GOAL:
Continue the news article on Bill Richardson's criticism of the Bush administration's energy policy, starting right after its final sentence.

DOCUMENT:
# # #

Former Energy Secretary/Tufts alum says Bush's energy policy misses the mark.

Boston [05.07.01] As the Bush administration continues to refine its energy and environmental policies, the debate over drilling, fuel efficiency, environmental protection and the future of the country's energy supply is building steam. On Sunday, former U.S. Secretary of Energy and Tufts graduate Bill Richardson said the country's energy problems are not as concerning as Bush's policies to solve them.

"The Bush administration's energy policy, centered primarily on increasing the supply of oil, coal and nuclear power, is shortsighted and misaimed, focusing too much on the wrong fuels and too firmly on supply," Richardson wrote in a New York Times opinion piece.

The 1970 Tufts graduate criticized George Bush's plans to drill for oil in environmentally sensitive areas as well as his recent changes to U.S. environmental policy.

Despite recent statements by Bush and Dick Cheney, Richardson said coal, oil and nuclear power are not the solution to the country's energy crisis.

"Coal is an abundant energy source," Richardson wrote in the Times. "But it should not be the fuel of choice for power plants, as President Bush signaled it would be when he rescinded a campaign pledge to regulate carbon dioxide emissions."

Nuclear power carries even greater environmental risks, wrote the 1970 Tufts graduate. Until the debate over nuclear waste disposal is answered scientifically, Richardson said the energy source should be avoided.

# # #

COLLECTED DATA:
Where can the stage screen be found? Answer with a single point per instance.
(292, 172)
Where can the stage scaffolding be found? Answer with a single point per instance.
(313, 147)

# # #

EXERCISE OUTPUT:
Instead, Richardson said Bush and the U.S, should focus on natural gas -- a more "environmentally friendly" fuel. But over 300,000 miles of gas transmission and distribution lines will need to be built.

"All Americans should support construction of the proposed transcontinental natural gas pipeline, following the most economical route from Alaska's North Slope to the lower 48 states," he wrote.

Regardless of the source, Richardson said the Bush administration must hold environmental concerns as a top priority.

While he credited the Bush administration for pledging to cut the government's energy consumption, Richardson criticized several funding cuts to energy efficiency programs in both the Energy Department and among automakers.

Good energy policy, said Richardson, requires balance.

"It is important to the nation's future that we take a bipartisan and balanced approach to energy policy," Richardson wrote in the New York Times. "Everyone needs to recognize that energy and environmental policy are two sides of the same coin."